Document segment.
--------
This preprint studies whether synthetic personas constructed from cultural values produce responses that preserve structure on the Inglehart–Welzel map, approximate human World Values Survey (WVS) distributions, and show interpretable Moral Foundations Theory patterns. This review uses arXiv v2, revised on 3 June 2026, a 25-page PDF that remains marked “Under Review”; no peer-reviewed publication or official code/data repository was found.
The authors define ten categorical variables derived from WVS-7: religiosity, child-rearing values, moral acceptability, social trust, political participation, national pride, happiness, gender equality, materialism orientation, and tolerance toward outgroups. The Cartesian product of their levels yields 93,312 configurations. GPT-OSS-20B receives one configuration and writes a 250–500-word persona with a name, age, optional gender, occupation, country or region, bio, and an explicit account of how each variable manifests. The prompt forbids contradictions and requires every cultural-mapping sentence to reference its conditioning variable. The resulting corpus is therefore not a sample of observed people or cultures: it is an equally weighted, designed enumeration of combinations, some rare or sociologically implausible. Generated metadata are highly concentrated: 67.743% of ages are 30–39, 31.003% are 40–49, North America and Europe dominate, and 21.37% of occupations are in education and academia.
For RQ1, the same model adopts every persona and answers ten IVS/WVS indicators used to compute Inglehart–Welzel coordinates. The 93,312 positions form a cloud with no clear clusters. The planned Voronoi tessellation is replaced in the results by a regular grid of side length 1; FPClose discovers 735 closed itemsets across 111 non-empty cells. Spatial associations emerge among happiness, trust, national pride, child rearing, tolerance, and moral acceptability. This usefully describes the geometry induced by the pipeline, but the persona already explicitly contains the variables later elicited: the analysis mainly measures transmission and internal consistency of the conditioning, not independent recovery of human cultures.
For RQ2, GPT-OSS-20B again adopts each profile, self-assigns a continent, urban/rural setting, and education level, and answers 36 WVB-Probe questions. Its distributions are compared with human references for each demographic triple using EMD. The analysis includes 92,710 personas and 45 of 46 groups. The paper reports 1−EMD of 0.790 unweighted and 0.809 weighted by synthetic group size; 90.12% and 94.25% of comparisons, respectively, fall below EMD 0.4, but only 56.96% and 59.06% fall below 0.2. Coverage is extremely uneven: Europe–urban–tertiary contributes 32,716 personas; together with North America–urban–tertiary and Asia–urban–tertiary it accounts for 60,568 of 92,710 cases (65.3%), while 13 groups contain fewer than 100 personas and one contains a single persona. The weights describe demographics invented by the model rather than human prevalence.
--------
The task.
Answer these questions about the preprint review:
(a) How many configurations result from the Cartesian product of the ten variables' levels?
(b) How many closed itemsets does FPClose discover, and across how many non-empty cells?
(c) How many personas does the Europe–urban–tertiary group contribute?
The material that follows has no connection to the preprint review above.

Recorded data.
--------
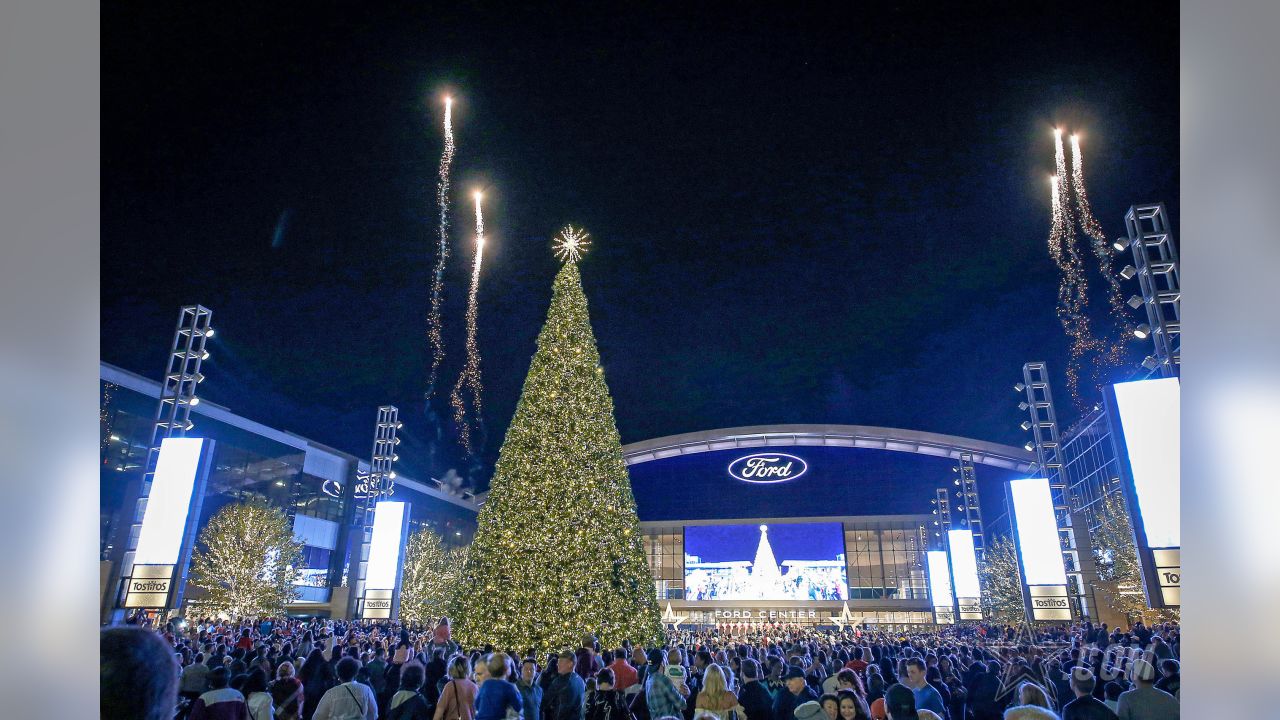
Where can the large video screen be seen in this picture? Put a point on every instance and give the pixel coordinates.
--------
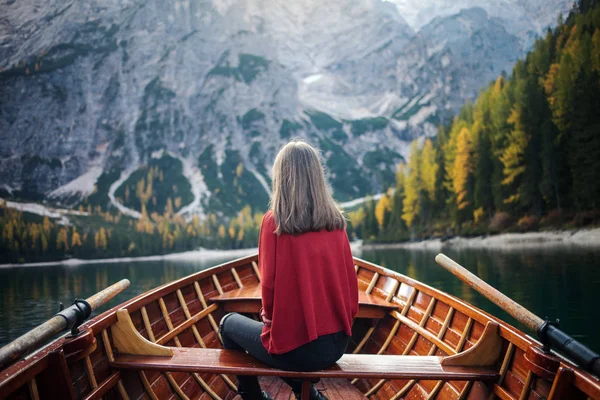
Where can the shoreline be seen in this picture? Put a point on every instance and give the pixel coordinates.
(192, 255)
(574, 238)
--------
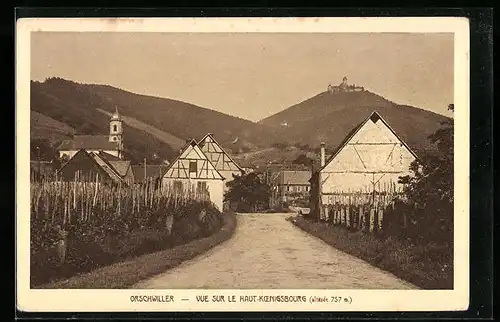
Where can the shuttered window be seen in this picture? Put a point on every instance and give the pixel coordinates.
--------
Answer to this exercise.
(a) 93,312
(b) 735 closed itemsets across 111 non-empty cells
(c) 32,716